### EXERCISE OBJECTIVE:
Convert every line of the listing below into a JSON array of strings, one string per line, with blank lines omitted.
----------
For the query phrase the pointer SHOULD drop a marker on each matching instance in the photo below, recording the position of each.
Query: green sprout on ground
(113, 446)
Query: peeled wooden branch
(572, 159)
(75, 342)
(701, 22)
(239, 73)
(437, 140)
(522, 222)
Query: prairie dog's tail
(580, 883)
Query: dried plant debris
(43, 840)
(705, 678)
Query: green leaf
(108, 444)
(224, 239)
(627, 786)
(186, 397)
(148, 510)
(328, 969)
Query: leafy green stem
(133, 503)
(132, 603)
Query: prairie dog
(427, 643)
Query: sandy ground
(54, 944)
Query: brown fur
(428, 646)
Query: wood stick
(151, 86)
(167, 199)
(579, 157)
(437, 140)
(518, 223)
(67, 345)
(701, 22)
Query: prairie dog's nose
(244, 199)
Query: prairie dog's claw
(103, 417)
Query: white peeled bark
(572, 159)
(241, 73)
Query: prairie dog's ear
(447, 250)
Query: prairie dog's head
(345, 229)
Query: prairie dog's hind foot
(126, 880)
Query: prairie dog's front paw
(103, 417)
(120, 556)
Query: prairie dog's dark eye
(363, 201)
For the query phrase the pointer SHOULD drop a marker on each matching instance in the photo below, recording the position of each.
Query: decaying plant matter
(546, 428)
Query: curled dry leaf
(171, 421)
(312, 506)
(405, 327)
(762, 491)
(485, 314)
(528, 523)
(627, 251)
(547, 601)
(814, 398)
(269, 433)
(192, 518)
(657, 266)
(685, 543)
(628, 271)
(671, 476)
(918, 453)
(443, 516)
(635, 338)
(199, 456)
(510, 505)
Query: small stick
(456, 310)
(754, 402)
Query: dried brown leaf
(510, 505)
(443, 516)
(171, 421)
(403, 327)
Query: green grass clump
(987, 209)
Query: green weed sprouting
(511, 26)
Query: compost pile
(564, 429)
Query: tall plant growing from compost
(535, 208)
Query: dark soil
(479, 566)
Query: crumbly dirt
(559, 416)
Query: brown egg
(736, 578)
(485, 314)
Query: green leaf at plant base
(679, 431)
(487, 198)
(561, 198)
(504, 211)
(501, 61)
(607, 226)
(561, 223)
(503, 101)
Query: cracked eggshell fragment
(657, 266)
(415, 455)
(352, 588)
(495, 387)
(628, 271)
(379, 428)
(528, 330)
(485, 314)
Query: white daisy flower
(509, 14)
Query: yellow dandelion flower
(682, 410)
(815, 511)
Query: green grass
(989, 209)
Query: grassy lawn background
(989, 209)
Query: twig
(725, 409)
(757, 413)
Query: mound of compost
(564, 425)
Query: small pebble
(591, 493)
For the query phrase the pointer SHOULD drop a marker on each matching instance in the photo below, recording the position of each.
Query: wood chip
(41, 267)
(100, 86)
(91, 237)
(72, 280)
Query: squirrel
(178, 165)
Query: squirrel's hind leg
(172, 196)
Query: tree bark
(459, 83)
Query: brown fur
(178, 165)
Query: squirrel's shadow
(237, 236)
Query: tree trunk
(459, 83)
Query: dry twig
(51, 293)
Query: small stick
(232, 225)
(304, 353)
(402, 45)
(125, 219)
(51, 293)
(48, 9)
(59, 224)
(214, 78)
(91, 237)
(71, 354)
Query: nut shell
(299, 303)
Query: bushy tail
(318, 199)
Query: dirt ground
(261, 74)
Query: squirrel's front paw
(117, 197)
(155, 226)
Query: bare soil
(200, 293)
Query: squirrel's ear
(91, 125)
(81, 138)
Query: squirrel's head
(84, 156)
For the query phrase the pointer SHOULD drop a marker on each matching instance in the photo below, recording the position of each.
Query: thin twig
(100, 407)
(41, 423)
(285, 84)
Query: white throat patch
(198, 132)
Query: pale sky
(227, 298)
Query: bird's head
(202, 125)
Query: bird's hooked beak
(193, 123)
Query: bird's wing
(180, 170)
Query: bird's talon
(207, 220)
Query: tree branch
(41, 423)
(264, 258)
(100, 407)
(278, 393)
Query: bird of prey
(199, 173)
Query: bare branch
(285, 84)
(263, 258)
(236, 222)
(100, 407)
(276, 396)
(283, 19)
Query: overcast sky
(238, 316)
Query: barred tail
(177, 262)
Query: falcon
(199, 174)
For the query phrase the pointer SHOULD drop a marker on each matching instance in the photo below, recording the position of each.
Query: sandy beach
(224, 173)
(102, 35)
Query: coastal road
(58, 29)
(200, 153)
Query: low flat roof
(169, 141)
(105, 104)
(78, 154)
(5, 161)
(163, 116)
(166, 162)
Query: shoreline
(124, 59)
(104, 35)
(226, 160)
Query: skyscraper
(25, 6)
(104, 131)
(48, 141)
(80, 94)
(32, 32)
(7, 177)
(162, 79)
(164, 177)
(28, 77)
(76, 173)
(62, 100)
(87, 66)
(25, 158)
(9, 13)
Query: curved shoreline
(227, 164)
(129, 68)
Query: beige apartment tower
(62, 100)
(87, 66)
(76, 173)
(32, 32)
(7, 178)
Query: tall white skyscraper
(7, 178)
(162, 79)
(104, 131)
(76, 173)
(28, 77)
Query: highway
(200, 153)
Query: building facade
----------
### ANSWER FOR THIS EXERCISE:
[
  "For the query phrase the pointer SHOULD drop a marker on each matching instance in the photo below, recording the position of each.",
  "Query: green sprout on ground",
  "(113, 446)",
  "Query: peeled wooden branch",
  "(572, 159)",
  "(75, 342)",
  "(701, 22)",
  "(239, 73)",
  "(437, 140)",
  "(522, 222)",
  "Query: prairie dog's tail",
  "(580, 883)",
  "Query: dried plant debris",
  "(43, 840)",
  "(705, 678)",
  "Query: green leaf",
  "(108, 444)",
  "(224, 239)",
  "(627, 786)",
  "(186, 397)",
  "(148, 510)",
  "(328, 969)",
  "Query: leafy green stem",
  "(133, 503)",
  "(132, 603)",
  "Query: prairie dog",
  "(427, 643)",
  "Query: sandy ground",
  "(54, 944)",
  "Query: brown fur",
  "(428, 646)",
  "Query: wood stick",
  "(151, 86)",
  "(167, 199)",
  "(579, 157)",
  "(437, 140)",
  "(518, 223)",
  "(67, 345)",
  "(701, 22)",
  "Query: prairie dog's nose",
  "(244, 199)",
  "Query: prairie dog's claw",
  "(103, 417)",
  "Query: white peeled bark",
  "(572, 159)",
  "(241, 73)",
  "Query: prairie dog's ear",
  "(447, 250)",
  "Query: prairie dog's head",
  "(345, 229)",
  "Query: prairie dog's hind foot",
  "(126, 880)",
  "Query: prairie dog's front paw",
  "(103, 417)",
  "(120, 556)",
  "Query: prairie dog's dark eye",
  "(363, 201)",
  "For the query phrase the pointer SHOULD drop a marker on each matching instance in the photo below, recording the position of each.",
  "Query: decaying plant matter",
  "(546, 428)",
  "Query: curled dry leaf",
  "(171, 421)",
  "(312, 506)",
  "(405, 327)",
  "(762, 491)",
  "(485, 314)",
  "(528, 523)",
  "(627, 251)",
  "(547, 601)",
  "(814, 398)",
  "(269, 433)",
  "(192, 518)",
  "(657, 266)",
  "(685, 543)",
  "(628, 271)",
  "(671, 476)",
  "(918, 453)",
  "(443, 516)",
  "(635, 338)",
  "(199, 456)",
  "(510, 505)",
  "Query: small stick",
  "(456, 310)",
  "(754, 402)",
  "Query: dried brown leaf",
  "(510, 505)",
  "(443, 516)",
  "(171, 421)",
  "(403, 327)",
  "Query: green grass clump",
  "(987, 209)",
  "Query: green weed sprouting",
  "(511, 26)",
  "Query: compost pile",
  "(564, 429)",
  "Query: tall plant growing from compost",
  "(535, 208)",
  "Query: dark soil",
  "(479, 566)",
  "Query: crumbly dirt",
  "(559, 416)",
  "Query: brown egg",
  "(736, 578)",
  "(485, 314)",
  "Query: green leaf at plant base",
  "(679, 431)",
  "(487, 198)",
  "(561, 198)",
  "(504, 211)",
  "(501, 61)",
  "(607, 226)",
  "(561, 223)",
  "(503, 101)",
  "Query: cracked eggshell fragment",
  "(657, 266)",
  "(415, 455)",
  "(352, 588)",
  "(495, 387)",
  "(628, 271)",
  "(379, 428)",
  "(528, 330)",
  "(485, 314)",
  "Query: white daisy flower",
  "(509, 14)",
  "Query: yellow dandelion flower",
  "(682, 410)",
  "(815, 511)",
  "Query: green grass",
  "(989, 209)",
  "Query: grassy lawn background",
  "(989, 209)",
  "Query: twig",
  "(725, 409)",
  "(757, 413)",
  "Query: mound of compost",
  "(564, 425)",
  "Query: small pebble",
  "(591, 493)",
  "For the query phrase the pointer SHOULD drop a marker on each matching instance in the photo below, recording the position of each.",
  "Query: wood chip",
  "(41, 267)",
  "(100, 86)",
  "(91, 237)",
  "(72, 280)",
  "Query: squirrel",
  "(178, 165)",
  "Query: squirrel's hind leg",
  "(172, 196)",
  "Query: tree bark",
  "(459, 83)",
  "Query: brown fur",
  "(178, 165)",
  "Query: squirrel's shadow",
  "(237, 236)",
  "Query: tree trunk",
  "(459, 83)",
  "Query: dry twig",
  "(51, 293)",
  "Query: small stick",
  "(232, 225)",
  "(304, 353)",
  "(402, 45)",
  "(125, 219)",
  "(51, 293)",
  "(48, 9)",
  "(59, 224)",
  "(214, 78)",
  "(91, 237)",
  "(71, 354)",
  "Query: nut shell",
  "(299, 303)",
  "Query: bushy tail",
  "(318, 199)",
  "Query: dirt ground",
  "(261, 74)",
  "Query: squirrel's front paw",
  "(117, 197)",
  "(155, 226)",
  "Query: bare soil",
  "(200, 293)",
  "Query: squirrel's ear",
  "(91, 125)",
  "(81, 138)",
  "Query: squirrel's head",
  "(84, 156)",
  "For the query phrase the pointer SHOULD drop a marker on each matching instance in the photo below, recording the position of each.",
  "Query: thin twig",
  "(100, 407)",
  "(41, 423)",
  "(285, 84)",
  "Query: white throat patch",
  "(198, 132)",
  "Query: pale sky",
  "(227, 298)",
  "Query: bird's head",
  "(202, 125)",
  "Query: bird's hooked beak",
  "(193, 123)",
  "Query: bird's wing",
  "(180, 170)",
  "Query: bird's talon",
  "(207, 220)",
  "Query: tree branch",
  "(41, 423)",
  "(264, 258)",
  "(100, 407)",
  "(278, 393)",
  "Query: bird of prey",
  "(199, 173)",
  "Query: bare branch",
  "(285, 84)",
  "(263, 258)",
  "(236, 222)",
  "(100, 407)",
  "(276, 396)",
  "(283, 19)",
  "Query: overcast sky",
  "(238, 316)",
  "Query: barred tail",
  "(177, 262)",
  "Query: falcon",
  "(199, 174)",
  "For the query phrase the pointer SHOULD drop a marker on each matching instance in the photo below, recording the position of each.",
  "Query: sandy beach",
  "(224, 173)",
  "(102, 35)",
  "Query: coastal road",
  "(58, 29)",
  "(200, 153)",
  "Query: low flat roof",
  "(169, 141)",
  "(105, 104)",
  "(78, 154)",
  "(5, 161)",
  "(163, 116)",
  "(166, 162)",
  "Query: shoreline",
  "(124, 59)",
  "(104, 35)",
  "(226, 160)",
  "Query: skyscraper",
  "(25, 6)",
  "(104, 131)",
  "(48, 141)",
  "(80, 94)",
  "(32, 32)",
  "(7, 177)",
  "(162, 79)",
  "(164, 177)",
  "(28, 77)",
  "(76, 173)",
  "(62, 100)",
  "(87, 66)",
  "(25, 158)",
  "(9, 13)",
  "Query: curved shoreline",
  "(227, 164)",
  "(129, 68)",
  "Query: beige apartment tower",
  "(62, 100)",
  "(87, 66)",
  "(76, 173)",
  "(32, 32)",
  "(7, 178)",
  "Query: tall white skyscraper",
  "(7, 178)",
  "(162, 79)",
  "(104, 131)",
  "(76, 173)",
  "(28, 77)",
  "Query: highway",
  "(200, 153)",
  "Query: building facade"
]